Top of Given information
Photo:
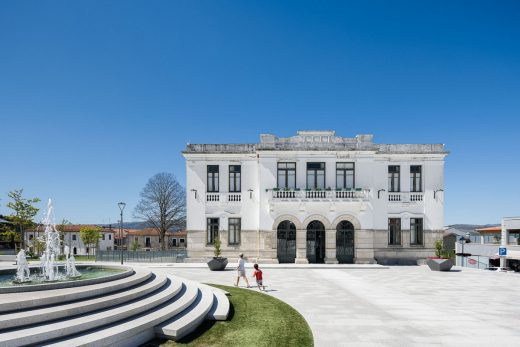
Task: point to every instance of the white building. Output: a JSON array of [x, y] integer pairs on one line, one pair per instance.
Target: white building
[[315, 197]]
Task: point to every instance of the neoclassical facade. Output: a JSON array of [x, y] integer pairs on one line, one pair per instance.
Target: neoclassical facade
[[315, 198]]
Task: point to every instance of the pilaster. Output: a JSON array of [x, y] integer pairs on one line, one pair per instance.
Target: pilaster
[[301, 247]]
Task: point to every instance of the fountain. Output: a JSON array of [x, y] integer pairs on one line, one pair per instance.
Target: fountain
[[23, 273], [48, 260], [70, 265]]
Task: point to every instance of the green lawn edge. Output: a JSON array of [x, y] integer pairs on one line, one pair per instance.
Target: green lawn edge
[[255, 319]]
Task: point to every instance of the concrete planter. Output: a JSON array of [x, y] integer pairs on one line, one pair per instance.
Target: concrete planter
[[217, 264], [440, 264]]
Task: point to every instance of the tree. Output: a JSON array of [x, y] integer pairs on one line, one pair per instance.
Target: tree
[[135, 245], [61, 229], [24, 210], [90, 237], [162, 205]]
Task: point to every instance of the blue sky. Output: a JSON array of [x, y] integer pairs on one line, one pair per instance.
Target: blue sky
[[98, 96]]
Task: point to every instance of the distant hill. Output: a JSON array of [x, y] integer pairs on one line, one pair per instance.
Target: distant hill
[[471, 227]]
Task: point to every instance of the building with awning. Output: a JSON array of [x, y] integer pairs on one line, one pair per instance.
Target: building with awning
[[487, 251]]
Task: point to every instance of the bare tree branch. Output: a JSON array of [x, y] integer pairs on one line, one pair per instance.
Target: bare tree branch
[[162, 205]]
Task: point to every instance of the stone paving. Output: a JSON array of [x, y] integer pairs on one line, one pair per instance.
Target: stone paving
[[395, 306]]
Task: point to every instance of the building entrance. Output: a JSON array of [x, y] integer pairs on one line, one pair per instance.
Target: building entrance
[[286, 244], [315, 242], [345, 242]]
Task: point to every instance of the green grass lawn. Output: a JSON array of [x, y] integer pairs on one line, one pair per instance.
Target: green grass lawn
[[255, 319]]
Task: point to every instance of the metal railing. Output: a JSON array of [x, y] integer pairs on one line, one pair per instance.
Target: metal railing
[[168, 256]]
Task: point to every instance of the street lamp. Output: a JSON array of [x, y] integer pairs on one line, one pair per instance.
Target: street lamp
[[121, 207], [462, 240]]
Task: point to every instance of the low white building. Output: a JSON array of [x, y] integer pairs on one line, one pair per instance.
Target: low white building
[[72, 238], [315, 197]]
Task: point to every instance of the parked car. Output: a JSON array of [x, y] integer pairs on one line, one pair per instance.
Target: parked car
[[498, 269]]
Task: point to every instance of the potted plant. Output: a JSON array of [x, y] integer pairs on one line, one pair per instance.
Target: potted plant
[[217, 263], [442, 260]]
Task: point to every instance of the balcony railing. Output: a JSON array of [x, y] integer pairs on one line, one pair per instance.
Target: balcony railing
[[223, 197], [313, 195], [405, 197]]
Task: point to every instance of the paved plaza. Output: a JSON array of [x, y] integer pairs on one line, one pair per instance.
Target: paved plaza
[[395, 306]]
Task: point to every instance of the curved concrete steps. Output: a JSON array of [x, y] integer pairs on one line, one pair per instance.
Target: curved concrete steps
[[137, 330], [220, 309], [183, 324], [29, 317], [128, 312], [17, 301]]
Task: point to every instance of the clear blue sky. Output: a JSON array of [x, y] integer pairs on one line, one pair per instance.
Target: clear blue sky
[[98, 96]]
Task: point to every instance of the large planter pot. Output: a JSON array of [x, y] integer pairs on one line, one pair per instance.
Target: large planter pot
[[217, 264], [440, 264]]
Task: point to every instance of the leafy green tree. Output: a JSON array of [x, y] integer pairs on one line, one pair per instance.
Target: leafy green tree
[[61, 229], [135, 245], [24, 211], [90, 237]]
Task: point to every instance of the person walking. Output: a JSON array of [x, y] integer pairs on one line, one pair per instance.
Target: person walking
[[241, 269], [258, 275]]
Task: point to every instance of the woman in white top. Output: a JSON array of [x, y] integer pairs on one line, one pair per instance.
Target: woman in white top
[[241, 269]]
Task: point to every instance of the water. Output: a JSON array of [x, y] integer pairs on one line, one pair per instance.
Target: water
[[6, 280], [49, 270]]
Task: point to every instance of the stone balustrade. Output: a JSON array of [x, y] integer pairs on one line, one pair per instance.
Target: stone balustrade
[[314, 195], [223, 197], [411, 197]]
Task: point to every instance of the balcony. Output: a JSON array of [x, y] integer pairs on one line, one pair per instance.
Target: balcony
[[398, 197], [217, 198], [358, 194]]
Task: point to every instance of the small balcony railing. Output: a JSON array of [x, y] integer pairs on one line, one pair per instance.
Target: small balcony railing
[[412, 197], [223, 197], [316, 195]]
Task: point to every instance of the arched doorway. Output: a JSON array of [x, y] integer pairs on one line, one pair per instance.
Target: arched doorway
[[315, 242], [286, 245], [345, 242]]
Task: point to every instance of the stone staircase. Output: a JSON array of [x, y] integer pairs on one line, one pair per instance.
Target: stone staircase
[[123, 312]]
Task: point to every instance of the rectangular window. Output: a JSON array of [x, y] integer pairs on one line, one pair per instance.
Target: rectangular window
[[234, 231], [212, 184], [394, 231], [416, 178], [212, 230], [286, 175], [416, 231], [315, 175], [394, 178], [234, 178], [345, 175]]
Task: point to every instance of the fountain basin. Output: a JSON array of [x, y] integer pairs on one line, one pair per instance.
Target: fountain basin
[[90, 274]]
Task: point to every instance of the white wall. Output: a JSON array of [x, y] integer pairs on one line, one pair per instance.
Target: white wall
[[259, 174]]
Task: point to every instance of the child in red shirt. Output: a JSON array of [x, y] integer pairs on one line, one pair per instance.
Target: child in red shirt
[[258, 275]]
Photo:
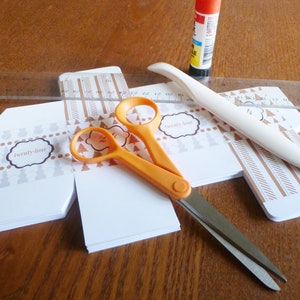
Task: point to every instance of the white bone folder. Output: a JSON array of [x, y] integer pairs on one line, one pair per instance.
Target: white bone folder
[[268, 138]]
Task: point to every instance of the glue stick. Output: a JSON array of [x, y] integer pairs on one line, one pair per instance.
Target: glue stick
[[204, 35]]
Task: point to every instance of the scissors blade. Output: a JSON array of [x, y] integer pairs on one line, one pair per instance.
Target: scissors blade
[[201, 209], [251, 265]]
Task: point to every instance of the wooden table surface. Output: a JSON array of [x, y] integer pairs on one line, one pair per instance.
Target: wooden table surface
[[256, 39]]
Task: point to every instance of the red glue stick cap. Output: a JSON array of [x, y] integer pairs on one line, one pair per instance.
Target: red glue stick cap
[[208, 6]]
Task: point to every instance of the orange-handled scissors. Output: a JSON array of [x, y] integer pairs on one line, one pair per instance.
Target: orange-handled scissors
[[164, 175]]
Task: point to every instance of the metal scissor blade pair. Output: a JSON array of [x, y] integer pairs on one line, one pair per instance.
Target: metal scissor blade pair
[[231, 238]]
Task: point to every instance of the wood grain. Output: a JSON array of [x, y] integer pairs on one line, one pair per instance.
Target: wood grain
[[256, 39]]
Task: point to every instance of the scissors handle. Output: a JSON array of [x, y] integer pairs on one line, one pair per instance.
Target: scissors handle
[[146, 131], [172, 184]]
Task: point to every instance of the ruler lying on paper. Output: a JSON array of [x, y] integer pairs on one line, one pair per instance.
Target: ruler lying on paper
[[44, 87], [284, 205]]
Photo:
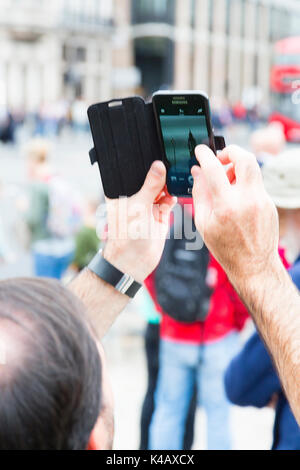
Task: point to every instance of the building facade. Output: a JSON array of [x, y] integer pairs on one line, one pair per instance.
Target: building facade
[[54, 50], [221, 46], [99, 49]]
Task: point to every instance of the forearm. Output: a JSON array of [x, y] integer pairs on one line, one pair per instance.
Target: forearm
[[275, 306], [102, 301]]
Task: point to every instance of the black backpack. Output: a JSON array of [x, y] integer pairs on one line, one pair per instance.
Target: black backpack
[[180, 278]]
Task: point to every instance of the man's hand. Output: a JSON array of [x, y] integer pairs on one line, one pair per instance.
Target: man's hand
[[233, 212], [137, 229], [138, 225]]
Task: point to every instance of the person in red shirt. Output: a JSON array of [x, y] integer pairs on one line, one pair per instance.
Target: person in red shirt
[[196, 354]]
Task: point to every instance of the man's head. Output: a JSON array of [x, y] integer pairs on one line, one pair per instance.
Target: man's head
[[282, 181], [50, 368]]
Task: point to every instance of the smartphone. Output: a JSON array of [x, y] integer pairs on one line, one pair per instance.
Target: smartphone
[[183, 121]]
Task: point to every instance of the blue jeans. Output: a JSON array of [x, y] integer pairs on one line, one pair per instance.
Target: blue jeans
[[182, 366]]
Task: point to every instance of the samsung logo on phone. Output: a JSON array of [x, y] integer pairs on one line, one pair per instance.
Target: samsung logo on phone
[[179, 100]]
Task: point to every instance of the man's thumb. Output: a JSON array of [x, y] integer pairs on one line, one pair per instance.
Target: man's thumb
[[154, 182]]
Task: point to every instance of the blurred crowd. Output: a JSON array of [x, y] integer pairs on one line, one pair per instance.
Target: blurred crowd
[[50, 120], [195, 360]]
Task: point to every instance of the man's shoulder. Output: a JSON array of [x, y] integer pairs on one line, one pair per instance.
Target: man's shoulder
[[294, 272]]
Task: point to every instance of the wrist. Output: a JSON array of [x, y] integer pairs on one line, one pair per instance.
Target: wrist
[[122, 258], [254, 286]]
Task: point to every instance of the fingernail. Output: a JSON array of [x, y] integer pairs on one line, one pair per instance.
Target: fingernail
[[157, 168]]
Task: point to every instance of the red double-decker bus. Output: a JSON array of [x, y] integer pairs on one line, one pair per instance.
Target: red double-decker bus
[[285, 85]]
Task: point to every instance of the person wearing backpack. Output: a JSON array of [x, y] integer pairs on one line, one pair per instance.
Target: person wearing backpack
[[201, 314]]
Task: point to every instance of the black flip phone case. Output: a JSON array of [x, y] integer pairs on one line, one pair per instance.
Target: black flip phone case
[[126, 142]]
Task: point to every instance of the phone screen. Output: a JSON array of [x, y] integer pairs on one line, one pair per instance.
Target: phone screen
[[184, 123]]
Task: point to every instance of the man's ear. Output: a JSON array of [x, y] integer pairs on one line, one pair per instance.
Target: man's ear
[[96, 437], [102, 435]]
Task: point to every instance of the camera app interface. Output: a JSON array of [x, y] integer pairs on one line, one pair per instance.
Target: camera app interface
[[183, 126]]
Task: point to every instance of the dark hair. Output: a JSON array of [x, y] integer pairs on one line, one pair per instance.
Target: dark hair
[[50, 385]]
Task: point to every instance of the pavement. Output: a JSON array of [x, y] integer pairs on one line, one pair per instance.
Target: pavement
[[251, 428]]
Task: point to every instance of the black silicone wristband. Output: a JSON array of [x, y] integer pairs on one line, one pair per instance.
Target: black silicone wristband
[[123, 283]]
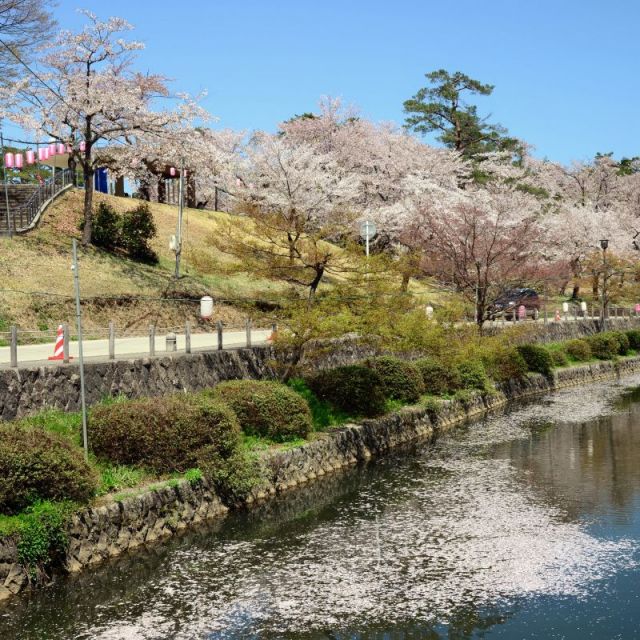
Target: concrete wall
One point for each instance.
(98, 533)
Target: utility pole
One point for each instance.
(180, 210)
(76, 282)
(603, 317)
(6, 186)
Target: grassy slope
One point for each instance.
(40, 261)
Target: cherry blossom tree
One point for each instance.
(296, 199)
(88, 92)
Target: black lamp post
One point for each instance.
(604, 244)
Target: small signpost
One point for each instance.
(367, 231)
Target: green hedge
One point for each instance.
(623, 342)
(36, 465)
(267, 409)
(634, 339)
(538, 359)
(473, 375)
(164, 434)
(559, 357)
(505, 364)
(604, 346)
(438, 378)
(579, 350)
(401, 380)
(353, 389)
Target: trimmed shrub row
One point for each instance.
(37, 465)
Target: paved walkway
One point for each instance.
(127, 348)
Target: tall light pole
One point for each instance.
(478, 318)
(178, 247)
(6, 185)
(604, 244)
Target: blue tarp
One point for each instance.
(102, 180)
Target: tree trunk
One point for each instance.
(88, 172)
(73, 167)
(313, 287)
(404, 285)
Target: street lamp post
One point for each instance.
(478, 318)
(604, 244)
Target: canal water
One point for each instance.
(522, 525)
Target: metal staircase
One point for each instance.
(27, 202)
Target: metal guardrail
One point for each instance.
(158, 341)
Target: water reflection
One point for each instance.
(498, 526)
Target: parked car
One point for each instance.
(506, 306)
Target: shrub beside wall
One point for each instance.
(538, 359)
(163, 434)
(38, 465)
(401, 380)
(354, 389)
(437, 377)
(268, 409)
(579, 350)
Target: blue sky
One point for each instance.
(565, 71)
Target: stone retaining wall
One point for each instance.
(105, 531)
(31, 389)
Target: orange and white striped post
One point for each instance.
(59, 351)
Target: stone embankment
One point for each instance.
(28, 390)
(101, 532)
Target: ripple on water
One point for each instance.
(460, 529)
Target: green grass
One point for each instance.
(323, 414)
(118, 477)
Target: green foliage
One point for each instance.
(138, 228)
(42, 538)
(559, 357)
(634, 339)
(163, 434)
(441, 107)
(264, 408)
(106, 229)
(118, 477)
(604, 346)
(579, 350)
(438, 378)
(504, 363)
(401, 380)
(324, 415)
(623, 342)
(473, 375)
(36, 465)
(354, 390)
(235, 477)
(65, 424)
(193, 476)
(538, 359)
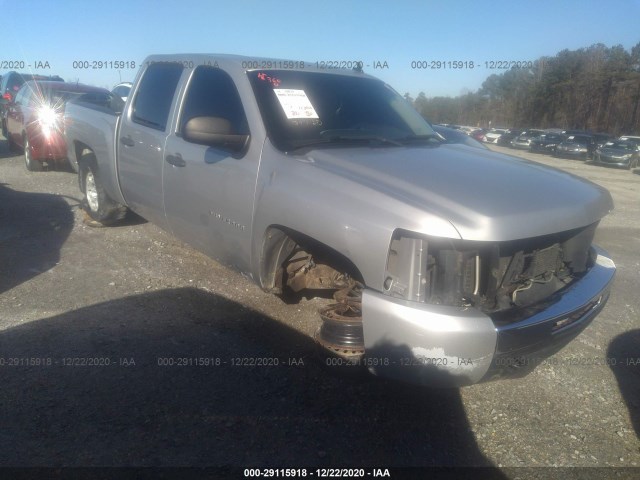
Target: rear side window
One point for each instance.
(155, 95)
(212, 93)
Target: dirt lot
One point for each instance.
(95, 322)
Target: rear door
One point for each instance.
(209, 191)
(141, 140)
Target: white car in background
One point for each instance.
(494, 135)
(122, 90)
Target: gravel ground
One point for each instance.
(90, 318)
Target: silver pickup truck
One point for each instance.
(450, 264)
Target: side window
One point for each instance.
(20, 97)
(212, 93)
(155, 94)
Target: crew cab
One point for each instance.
(450, 264)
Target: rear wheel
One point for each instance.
(97, 203)
(31, 164)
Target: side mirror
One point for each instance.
(214, 132)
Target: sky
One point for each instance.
(392, 38)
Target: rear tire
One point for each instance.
(97, 203)
(31, 164)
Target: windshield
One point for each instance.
(302, 109)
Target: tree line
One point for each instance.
(595, 88)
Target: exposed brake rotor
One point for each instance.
(341, 331)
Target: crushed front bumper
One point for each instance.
(451, 346)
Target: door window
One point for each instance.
(152, 104)
(212, 93)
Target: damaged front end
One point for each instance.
(464, 311)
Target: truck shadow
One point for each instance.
(33, 228)
(624, 356)
(171, 378)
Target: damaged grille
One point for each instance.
(492, 276)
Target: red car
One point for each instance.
(35, 122)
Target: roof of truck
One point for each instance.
(241, 63)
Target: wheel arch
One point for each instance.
(280, 242)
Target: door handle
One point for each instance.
(175, 160)
(128, 141)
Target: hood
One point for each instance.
(485, 195)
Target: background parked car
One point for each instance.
(601, 138)
(9, 86)
(576, 146)
(451, 135)
(631, 138)
(523, 141)
(34, 119)
(122, 90)
(547, 142)
(493, 135)
(619, 153)
(506, 137)
(478, 134)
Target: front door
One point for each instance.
(209, 191)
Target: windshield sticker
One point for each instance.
(266, 78)
(295, 103)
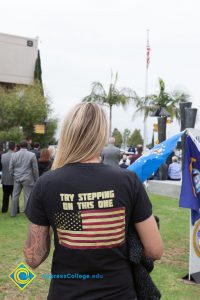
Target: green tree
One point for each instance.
(20, 109)
(125, 137)
(118, 137)
(135, 138)
(161, 105)
(113, 97)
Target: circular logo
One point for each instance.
(196, 238)
(21, 276)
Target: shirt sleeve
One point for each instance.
(35, 211)
(142, 208)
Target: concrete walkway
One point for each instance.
(167, 188)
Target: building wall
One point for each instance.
(17, 59)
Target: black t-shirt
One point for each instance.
(89, 206)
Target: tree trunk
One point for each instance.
(110, 125)
(162, 129)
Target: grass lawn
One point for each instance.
(167, 274)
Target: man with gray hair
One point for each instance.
(111, 154)
(24, 169)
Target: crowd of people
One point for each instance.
(21, 166)
(171, 170)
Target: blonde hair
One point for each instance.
(83, 135)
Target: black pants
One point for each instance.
(7, 193)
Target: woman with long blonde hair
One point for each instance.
(89, 206)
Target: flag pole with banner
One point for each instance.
(151, 160)
(148, 49)
(190, 198)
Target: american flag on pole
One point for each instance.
(92, 229)
(148, 52)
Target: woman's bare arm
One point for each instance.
(150, 238)
(37, 245)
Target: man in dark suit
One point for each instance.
(7, 179)
(36, 150)
(111, 154)
(24, 169)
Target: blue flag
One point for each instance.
(190, 189)
(149, 162)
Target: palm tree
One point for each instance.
(114, 97)
(161, 105)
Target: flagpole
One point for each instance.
(146, 88)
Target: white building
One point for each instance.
(17, 59)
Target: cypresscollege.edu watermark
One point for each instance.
(72, 276)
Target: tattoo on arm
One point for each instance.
(37, 245)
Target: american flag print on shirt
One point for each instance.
(92, 229)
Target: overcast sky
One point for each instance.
(82, 40)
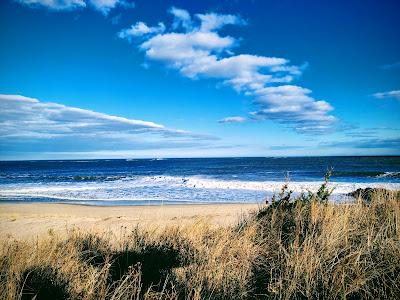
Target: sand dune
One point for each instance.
(33, 220)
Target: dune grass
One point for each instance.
(294, 248)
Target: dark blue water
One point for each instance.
(200, 180)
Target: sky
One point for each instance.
(144, 79)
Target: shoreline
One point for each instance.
(27, 221)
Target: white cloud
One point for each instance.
(30, 121)
(181, 18)
(55, 4)
(140, 29)
(232, 120)
(391, 94)
(211, 21)
(198, 50)
(103, 6)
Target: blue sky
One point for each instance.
(116, 79)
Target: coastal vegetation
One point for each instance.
(295, 247)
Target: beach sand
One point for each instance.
(29, 221)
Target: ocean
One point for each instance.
(187, 180)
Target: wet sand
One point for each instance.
(26, 221)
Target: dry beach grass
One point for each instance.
(292, 249)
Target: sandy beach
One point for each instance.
(27, 221)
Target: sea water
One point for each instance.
(188, 180)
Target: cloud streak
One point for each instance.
(46, 125)
(232, 120)
(103, 6)
(195, 48)
(390, 94)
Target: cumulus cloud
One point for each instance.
(232, 120)
(181, 18)
(196, 49)
(391, 94)
(140, 29)
(103, 6)
(28, 120)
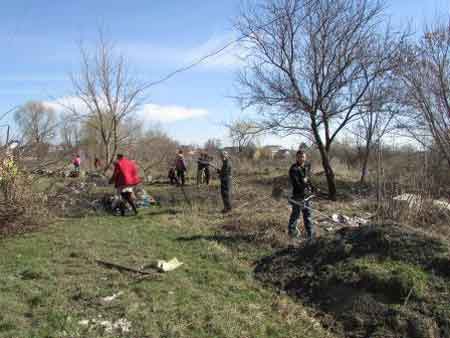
Bottom of Given information
- [Exercise details] From the records above, quote only the lines running from the line with "Target: utility pole" to the line with "Target: green hedge", both lines included.

- [Exercise result]
Target: utility pole
One point for each instance.
(180, 210)
(76, 282)
(603, 317)
(6, 186)
Target: grassy slope
One point for each instance.
(40, 261)
Target: cherry blossom tree
One point for each instance.
(296, 199)
(88, 92)
Target: black lamp post
One point for each instance.
(604, 244)
Target: small signpost
One point for each instance.
(367, 231)
Target: green hedge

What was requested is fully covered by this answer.